TASK INSTRUCTIONS:
Copy out every line of the records below character for character, leaving out the pictures.

MATERIAL:
────────
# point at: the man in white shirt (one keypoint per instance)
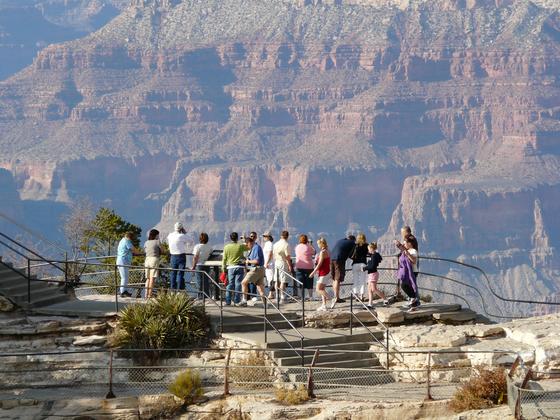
(177, 241)
(282, 262)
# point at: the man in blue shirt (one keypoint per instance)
(342, 250)
(255, 270)
(125, 252)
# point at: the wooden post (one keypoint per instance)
(226, 373)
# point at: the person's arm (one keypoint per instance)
(196, 255)
(319, 262)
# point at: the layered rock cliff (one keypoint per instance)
(319, 116)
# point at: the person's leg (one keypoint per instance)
(123, 272)
(174, 261)
(230, 286)
(181, 264)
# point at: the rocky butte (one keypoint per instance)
(313, 115)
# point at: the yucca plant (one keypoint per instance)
(170, 321)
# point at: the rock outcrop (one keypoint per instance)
(319, 116)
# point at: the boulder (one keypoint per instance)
(457, 317)
(6, 305)
(428, 336)
(90, 340)
(390, 315)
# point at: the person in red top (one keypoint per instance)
(322, 269)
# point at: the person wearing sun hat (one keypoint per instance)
(177, 241)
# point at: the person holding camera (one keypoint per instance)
(177, 241)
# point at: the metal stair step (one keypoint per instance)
(359, 345)
(295, 360)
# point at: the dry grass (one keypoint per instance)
(187, 387)
(486, 389)
(251, 371)
(290, 396)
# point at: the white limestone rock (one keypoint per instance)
(90, 340)
(6, 305)
(390, 315)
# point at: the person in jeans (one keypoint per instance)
(177, 241)
(125, 251)
(359, 260)
(304, 265)
(255, 270)
(233, 262)
(282, 263)
(341, 251)
(152, 248)
(201, 253)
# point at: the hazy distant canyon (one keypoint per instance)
(319, 116)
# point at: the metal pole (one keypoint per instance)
(264, 322)
(302, 352)
(387, 345)
(226, 373)
(351, 311)
(28, 280)
(116, 292)
(428, 384)
(302, 307)
(110, 393)
(310, 383)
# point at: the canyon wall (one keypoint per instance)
(318, 116)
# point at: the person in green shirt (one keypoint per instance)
(233, 263)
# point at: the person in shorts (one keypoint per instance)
(282, 263)
(322, 269)
(255, 270)
(152, 248)
(373, 261)
(342, 251)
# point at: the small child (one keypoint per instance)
(374, 259)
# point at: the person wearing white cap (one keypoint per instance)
(177, 241)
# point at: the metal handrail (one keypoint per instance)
(18, 244)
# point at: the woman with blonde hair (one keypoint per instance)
(322, 269)
(359, 261)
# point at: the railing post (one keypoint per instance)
(116, 291)
(265, 321)
(278, 287)
(351, 311)
(302, 352)
(310, 383)
(110, 393)
(302, 307)
(387, 345)
(28, 280)
(428, 382)
(226, 373)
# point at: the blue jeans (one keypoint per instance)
(123, 272)
(203, 282)
(177, 278)
(235, 276)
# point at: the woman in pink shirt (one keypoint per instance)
(304, 265)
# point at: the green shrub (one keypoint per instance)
(487, 388)
(290, 396)
(187, 387)
(170, 321)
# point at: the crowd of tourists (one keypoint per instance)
(255, 269)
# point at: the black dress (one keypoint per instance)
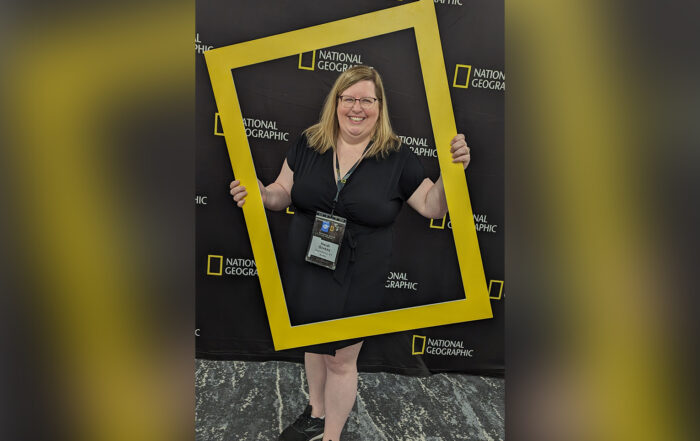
(370, 201)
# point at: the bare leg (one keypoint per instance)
(341, 389)
(315, 367)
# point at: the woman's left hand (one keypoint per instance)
(460, 150)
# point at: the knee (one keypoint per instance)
(338, 366)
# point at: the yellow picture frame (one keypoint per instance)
(421, 17)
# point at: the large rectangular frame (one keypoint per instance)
(421, 17)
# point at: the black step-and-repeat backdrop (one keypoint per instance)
(279, 99)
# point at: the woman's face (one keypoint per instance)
(357, 123)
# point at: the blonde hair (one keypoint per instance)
(322, 136)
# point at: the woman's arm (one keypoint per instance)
(429, 198)
(276, 196)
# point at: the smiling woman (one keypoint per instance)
(348, 177)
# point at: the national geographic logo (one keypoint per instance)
(263, 129)
(199, 47)
(481, 224)
(479, 78)
(255, 128)
(218, 266)
(332, 61)
(447, 2)
(400, 281)
(419, 146)
(447, 348)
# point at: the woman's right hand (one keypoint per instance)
(239, 192)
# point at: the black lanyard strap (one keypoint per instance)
(340, 183)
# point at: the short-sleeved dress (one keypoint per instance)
(370, 201)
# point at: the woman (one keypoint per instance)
(349, 165)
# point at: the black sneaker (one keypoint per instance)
(305, 428)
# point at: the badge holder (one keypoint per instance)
(326, 238)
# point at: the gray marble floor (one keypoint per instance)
(238, 400)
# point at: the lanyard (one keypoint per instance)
(340, 183)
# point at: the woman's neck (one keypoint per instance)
(345, 142)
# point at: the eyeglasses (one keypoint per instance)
(365, 102)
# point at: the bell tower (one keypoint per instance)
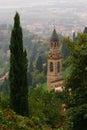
(54, 68)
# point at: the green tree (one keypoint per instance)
(39, 64)
(18, 70)
(76, 84)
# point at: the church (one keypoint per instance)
(54, 64)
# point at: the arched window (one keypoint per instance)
(51, 67)
(58, 66)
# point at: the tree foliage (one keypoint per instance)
(18, 70)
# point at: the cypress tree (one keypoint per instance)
(39, 64)
(18, 70)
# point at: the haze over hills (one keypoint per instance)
(69, 14)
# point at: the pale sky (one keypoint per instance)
(22, 3)
(30, 3)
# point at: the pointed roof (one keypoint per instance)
(85, 30)
(54, 36)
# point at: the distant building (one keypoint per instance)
(54, 66)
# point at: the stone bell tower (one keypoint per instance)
(54, 68)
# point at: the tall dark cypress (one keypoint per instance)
(18, 70)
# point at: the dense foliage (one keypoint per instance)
(76, 84)
(45, 112)
(18, 70)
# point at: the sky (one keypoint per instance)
(29, 3)
(21, 3)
────────
SOLUTION FOR THIS EXERCISE:
# point at: the man in white shirt (one keypoint per instance)
(177, 241)
(282, 262)
# point at: the man in blue shirt (one keypoint per instance)
(342, 250)
(255, 270)
(125, 252)
# point at: the wooden post (one keypoint per instance)
(226, 373)
# point at: the person's arm (one keypoint per instance)
(196, 255)
(319, 262)
# point at: the layered rock cliff (one keypoint per instance)
(319, 116)
# point at: the person's leg (one keypoint per instance)
(123, 272)
(174, 261)
(230, 286)
(181, 264)
# point at: the rocky butte (one keypoint per instance)
(313, 115)
# point at: the yucca plant (one keypoint per instance)
(170, 321)
# point at: the rock outcrop (one keypoint per instance)
(319, 116)
# point at: the boulder (one keypoint per instance)
(457, 317)
(6, 305)
(428, 336)
(90, 340)
(390, 315)
# point at: the person in red top (one keypoint per instance)
(322, 269)
# point at: the person wearing sun hat (one keypoint per instance)
(177, 241)
# point at: the person holding camera (one keypoint per instance)
(177, 241)
# point at: the metal stair step (one keypoint per instance)
(359, 345)
(295, 360)
# point at: the dry grass (one keypoint per instance)
(187, 387)
(486, 389)
(251, 371)
(290, 396)
# point at: the white limestone rock (one keypoint per instance)
(90, 340)
(6, 305)
(390, 315)
# point at: the person in jeans (one keypoint per instance)
(177, 241)
(125, 251)
(359, 260)
(304, 265)
(255, 270)
(233, 262)
(282, 263)
(341, 251)
(152, 248)
(201, 253)
# point at: the hazy distant canyon (one keypoint per instance)
(319, 116)
# point at: the metal pole (one keypoint per instance)
(264, 322)
(302, 352)
(387, 345)
(226, 373)
(351, 311)
(28, 280)
(116, 292)
(428, 384)
(302, 307)
(110, 393)
(310, 383)
# point at: the canyon wall (one keypoint per instance)
(318, 116)
# point at: the person in green shirt (one keypoint per instance)
(233, 263)
# point at: the person in shorts (one keypoint per instance)
(282, 263)
(322, 269)
(255, 270)
(152, 248)
(373, 261)
(342, 251)
# point at: the small child (one keypoint per instance)
(374, 259)
# point at: the person wearing white cap (one keypoint per instance)
(177, 241)
# point at: the metal handrail (one keypoint per instance)
(18, 244)
# point at: the woman with blonde hair (one keypoint per instance)
(322, 269)
(359, 261)
# point at: the railing post (one keypoint per instance)
(116, 291)
(265, 321)
(278, 287)
(351, 311)
(302, 352)
(310, 383)
(110, 393)
(302, 307)
(387, 345)
(28, 280)
(428, 382)
(226, 373)
# point at: the blue jeans (one keypoint per instance)
(123, 272)
(203, 282)
(177, 278)
(235, 276)
# point at: the woman in pink shirt (one keypoint per instance)
(304, 265)
# point at: the green shrub (one keypoint per instance)
(487, 388)
(290, 396)
(187, 387)
(170, 321)
# point at: the crowd of tourists (one keypoint per instance)
(255, 269)
# point at: the black dress (one keypoint per instance)
(370, 201)
# point at: the bare leg (one keypoint per instance)
(341, 389)
(315, 367)
# point at: the woman's left hand (one keypoint per instance)
(460, 150)
# point at: the knee (one keypoint per instance)
(338, 366)
# point at: the yellow picture frame (one keypoint per instance)
(421, 17)
# point at: the large rectangular frame (one keypoint per instance)
(421, 17)
# point at: the black step-and-repeat backdrop (one keypoint per instance)
(279, 99)
# point at: the woman's face (one keypoint per instance)
(357, 123)
# point at: the blonde hair (one keypoint per instance)
(322, 136)
# point at: the woman's arm (one keypoint per instance)
(429, 198)
(276, 196)
# point at: the smiling woman (one keypoint per instance)
(348, 177)
# point at: the national geographic logo (one keypoint per instance)
(263, 129)
(199, 47)
(481, 224)
(479, 78)
(255, 128)
(218, 266)
(332, 61)
(447, 2)
(400, 281)
(419, 146)
(447, 348)
# point at: the woman's right hand (one keypoint per instance)
(239, 192)
# point at: the black lanyard strap (one keypoint per instance)
(340, 183)
# point at: the short-sleeved dress (one keypoint per instance)
(370, 201)
# point at: the woman (one keypoint per instance)
(349, 165)
# point at: the black sneaker (one keypoint per instance)
(305, 428)
# point at: the badge holder (one keypoint per instance)
(326, 238)
# point at: the gray marble floor (one keypoint per instance)
(238, 400)
# point at: the lanyard (one keypoint per instance)
(340, 183)
# point at: the woman's neck (one keypoint per instance)
(345, 142)
# point at: the eyeglasses (one keypoint per instance)
(365, 102)
# point at: the bell tower (one keypoint per instance)
(54, 68)
# point at: the green tree (one keypoint per instance)
(39, 64)
(18, 70)
(76, 84)
# point at: the church (one keypoint per instance)
(54, 64)
# point at: the arched window (one keypoint per instance)
(51, 67)
(58, 66)
# point at: the tree foliage (one keypoint per instance)
(18, 70)
# point at: the cypress tree (one keypoint per instance)
(39, 64)
(18, 70)
# point at: the haze over hills (one keypoint per instance)
(69, 14)
# point at: the pale sky (one keypoint per instance)
(22, 3)
(30, 3)
# point at: the pointed roof (one keypoint per instance)
(85, 30)
(54, 36)
# point at: the distant building (one keypoint per instance)
(54, 66)
# point at: the stone bell tower (one keypoint per instance)
(54, 68)
# point at: the tall dark cypress (one keypoint per instance)
(18, 70)
# point at: the dense foliage (one keypoint per instance)
(76, 84)
(45, 112)
(18, 70)
# point at: the sky (one keypoint per instance)
(29, 3)
(21, 3)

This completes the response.